(Selected passage):

BEGIN

Studio album by Megadeth
- Released: January 23, 2026
- Recorded: 2024–2025
- Studios: One on One Recording (North Hollywood); NOZ Entertainment (Nashville); Hydeaway Studios (Los Angeles); Sterling Sound (Edgewater, NJ) ;
- Genre: Thrash metal
- Length: 47:13
- Labels: BLKIIBLK; Frontiers;
- Producers: Dave Mustaine; Chris Rakestraw;

Megadeth chronology
| The Sick, the Dying... and the Dead! (2022) | Megadeth (2026) |  |

Singles from Megadeth
- "Tipping Point" Released: October 3, 2025; "I Don't Care" Released: November 14, 2025; "Let There Be Shred" Released: December 19, 2025; "Puppet Parade" Released: January 19, 2026;

= Megadeth (album) =

Megadeth (also known as the White Album) is the seventeenth and final studio album by the American thrash metal band Megadeth. Produced by Dave Mustaine and Chris Rakestraw, the album was released on January 23, 2026. It is Megadeth's only album with guitarist Teemu Mäntysaari, and their first since 2009's Endgame to feature bassist James LoMenzo.

END

(Given information):
BEGIN

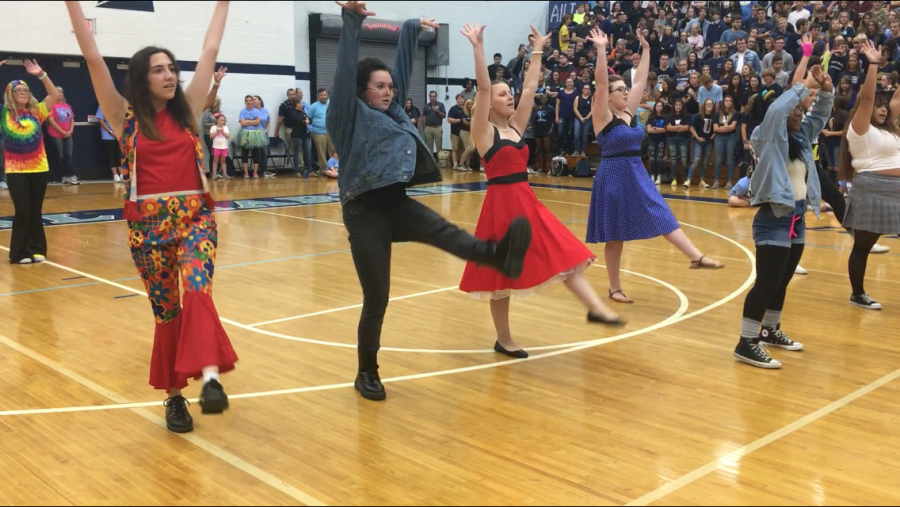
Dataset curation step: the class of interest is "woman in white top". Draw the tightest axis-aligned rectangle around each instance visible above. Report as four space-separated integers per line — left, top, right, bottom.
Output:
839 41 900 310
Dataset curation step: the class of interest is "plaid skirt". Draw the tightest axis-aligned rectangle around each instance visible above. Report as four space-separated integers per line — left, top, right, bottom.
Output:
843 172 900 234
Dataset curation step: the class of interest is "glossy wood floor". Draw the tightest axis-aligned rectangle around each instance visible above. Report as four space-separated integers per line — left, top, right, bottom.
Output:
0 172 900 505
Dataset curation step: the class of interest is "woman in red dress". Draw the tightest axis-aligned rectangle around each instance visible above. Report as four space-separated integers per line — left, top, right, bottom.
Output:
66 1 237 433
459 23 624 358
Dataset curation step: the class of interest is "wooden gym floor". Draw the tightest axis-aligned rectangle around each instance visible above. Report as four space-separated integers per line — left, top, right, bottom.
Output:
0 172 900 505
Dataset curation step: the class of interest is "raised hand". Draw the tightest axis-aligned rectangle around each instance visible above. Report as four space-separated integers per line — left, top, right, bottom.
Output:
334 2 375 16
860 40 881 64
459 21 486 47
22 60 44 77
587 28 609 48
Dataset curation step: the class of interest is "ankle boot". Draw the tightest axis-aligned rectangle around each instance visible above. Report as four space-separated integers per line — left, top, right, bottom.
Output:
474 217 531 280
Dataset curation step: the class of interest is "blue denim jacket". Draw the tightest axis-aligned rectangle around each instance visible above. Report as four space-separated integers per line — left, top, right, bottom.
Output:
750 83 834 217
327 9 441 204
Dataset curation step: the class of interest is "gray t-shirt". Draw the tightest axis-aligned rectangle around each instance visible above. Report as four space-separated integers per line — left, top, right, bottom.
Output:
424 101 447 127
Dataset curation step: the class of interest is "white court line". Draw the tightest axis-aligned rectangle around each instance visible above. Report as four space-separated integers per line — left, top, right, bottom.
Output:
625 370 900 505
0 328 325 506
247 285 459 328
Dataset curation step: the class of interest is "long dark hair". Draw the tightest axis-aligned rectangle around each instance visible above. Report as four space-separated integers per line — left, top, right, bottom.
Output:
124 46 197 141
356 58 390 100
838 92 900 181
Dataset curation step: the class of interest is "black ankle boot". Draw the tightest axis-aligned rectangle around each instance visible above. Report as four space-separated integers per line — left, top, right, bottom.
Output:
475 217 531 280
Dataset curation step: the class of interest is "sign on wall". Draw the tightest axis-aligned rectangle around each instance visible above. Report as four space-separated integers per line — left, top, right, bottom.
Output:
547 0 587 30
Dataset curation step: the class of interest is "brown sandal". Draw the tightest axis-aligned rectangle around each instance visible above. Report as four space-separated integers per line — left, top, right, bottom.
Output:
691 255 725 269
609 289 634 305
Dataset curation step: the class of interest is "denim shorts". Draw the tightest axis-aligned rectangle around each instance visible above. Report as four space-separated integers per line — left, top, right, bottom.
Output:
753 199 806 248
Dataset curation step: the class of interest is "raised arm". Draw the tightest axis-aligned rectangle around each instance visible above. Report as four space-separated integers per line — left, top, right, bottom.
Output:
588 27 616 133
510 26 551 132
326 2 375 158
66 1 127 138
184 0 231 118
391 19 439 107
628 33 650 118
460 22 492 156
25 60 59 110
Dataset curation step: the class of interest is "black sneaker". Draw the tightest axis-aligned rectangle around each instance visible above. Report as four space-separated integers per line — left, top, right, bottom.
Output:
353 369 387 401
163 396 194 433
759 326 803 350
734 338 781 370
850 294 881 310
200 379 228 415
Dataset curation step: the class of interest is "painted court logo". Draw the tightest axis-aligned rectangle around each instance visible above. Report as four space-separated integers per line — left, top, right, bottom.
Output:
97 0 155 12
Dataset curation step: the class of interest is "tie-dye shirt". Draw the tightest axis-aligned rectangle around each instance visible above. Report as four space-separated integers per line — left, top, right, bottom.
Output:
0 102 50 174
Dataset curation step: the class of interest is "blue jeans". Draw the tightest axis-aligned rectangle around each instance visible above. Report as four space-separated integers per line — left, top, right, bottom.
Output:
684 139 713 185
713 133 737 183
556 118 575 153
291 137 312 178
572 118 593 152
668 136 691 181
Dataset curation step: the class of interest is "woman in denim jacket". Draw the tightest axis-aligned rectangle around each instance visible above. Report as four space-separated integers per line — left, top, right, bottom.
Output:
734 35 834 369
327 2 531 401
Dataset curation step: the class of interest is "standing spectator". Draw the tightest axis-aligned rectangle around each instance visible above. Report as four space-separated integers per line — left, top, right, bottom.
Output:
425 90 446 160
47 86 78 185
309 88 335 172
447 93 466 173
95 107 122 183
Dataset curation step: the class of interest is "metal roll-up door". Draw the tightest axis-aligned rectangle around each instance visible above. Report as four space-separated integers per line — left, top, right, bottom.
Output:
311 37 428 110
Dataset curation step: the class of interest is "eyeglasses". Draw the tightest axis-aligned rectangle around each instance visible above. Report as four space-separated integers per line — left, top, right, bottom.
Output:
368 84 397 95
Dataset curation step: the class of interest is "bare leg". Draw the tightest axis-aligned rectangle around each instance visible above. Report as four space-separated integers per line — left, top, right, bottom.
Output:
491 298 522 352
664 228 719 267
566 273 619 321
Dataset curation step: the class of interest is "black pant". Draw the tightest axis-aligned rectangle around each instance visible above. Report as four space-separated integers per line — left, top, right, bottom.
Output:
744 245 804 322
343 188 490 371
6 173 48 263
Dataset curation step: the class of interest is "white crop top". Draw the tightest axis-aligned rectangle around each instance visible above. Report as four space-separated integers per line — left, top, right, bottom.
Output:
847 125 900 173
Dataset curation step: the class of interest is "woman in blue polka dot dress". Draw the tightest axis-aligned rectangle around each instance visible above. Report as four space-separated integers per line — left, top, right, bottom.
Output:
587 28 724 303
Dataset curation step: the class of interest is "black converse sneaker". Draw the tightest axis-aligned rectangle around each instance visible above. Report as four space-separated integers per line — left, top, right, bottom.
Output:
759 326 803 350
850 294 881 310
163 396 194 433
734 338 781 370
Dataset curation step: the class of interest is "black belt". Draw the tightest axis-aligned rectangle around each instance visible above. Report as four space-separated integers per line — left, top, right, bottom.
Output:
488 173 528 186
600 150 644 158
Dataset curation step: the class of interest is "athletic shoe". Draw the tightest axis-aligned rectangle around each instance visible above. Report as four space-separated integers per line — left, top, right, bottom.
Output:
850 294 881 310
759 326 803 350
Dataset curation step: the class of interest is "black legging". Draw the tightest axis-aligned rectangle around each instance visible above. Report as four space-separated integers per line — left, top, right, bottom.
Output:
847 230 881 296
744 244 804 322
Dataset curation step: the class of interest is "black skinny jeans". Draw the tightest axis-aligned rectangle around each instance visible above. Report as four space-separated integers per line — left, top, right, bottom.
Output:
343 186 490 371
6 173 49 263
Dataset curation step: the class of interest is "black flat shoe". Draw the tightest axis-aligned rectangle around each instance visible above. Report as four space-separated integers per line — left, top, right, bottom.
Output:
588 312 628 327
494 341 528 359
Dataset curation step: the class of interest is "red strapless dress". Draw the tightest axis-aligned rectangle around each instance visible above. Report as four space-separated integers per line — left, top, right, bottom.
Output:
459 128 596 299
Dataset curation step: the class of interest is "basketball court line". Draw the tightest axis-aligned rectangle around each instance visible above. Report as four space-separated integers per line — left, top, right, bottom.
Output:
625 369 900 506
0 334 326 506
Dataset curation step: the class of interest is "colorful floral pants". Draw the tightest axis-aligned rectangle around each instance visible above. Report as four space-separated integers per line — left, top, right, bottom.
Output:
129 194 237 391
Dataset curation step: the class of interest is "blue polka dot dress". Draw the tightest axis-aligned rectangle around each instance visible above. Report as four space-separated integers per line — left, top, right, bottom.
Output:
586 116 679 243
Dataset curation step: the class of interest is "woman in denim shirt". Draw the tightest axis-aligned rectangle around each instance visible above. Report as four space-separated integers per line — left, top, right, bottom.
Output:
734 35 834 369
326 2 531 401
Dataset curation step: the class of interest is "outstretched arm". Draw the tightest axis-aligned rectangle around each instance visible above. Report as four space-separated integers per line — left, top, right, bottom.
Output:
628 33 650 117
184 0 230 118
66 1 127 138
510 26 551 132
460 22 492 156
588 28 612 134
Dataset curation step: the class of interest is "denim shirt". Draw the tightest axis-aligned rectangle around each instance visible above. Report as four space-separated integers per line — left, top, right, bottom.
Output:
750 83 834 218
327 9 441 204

END

Which singles does the album profile name? Give their titles. The entries have no connection to the album profile.

"Tipping Point," "I Don't Care," "Let There Be Shred," "Puppet Parade"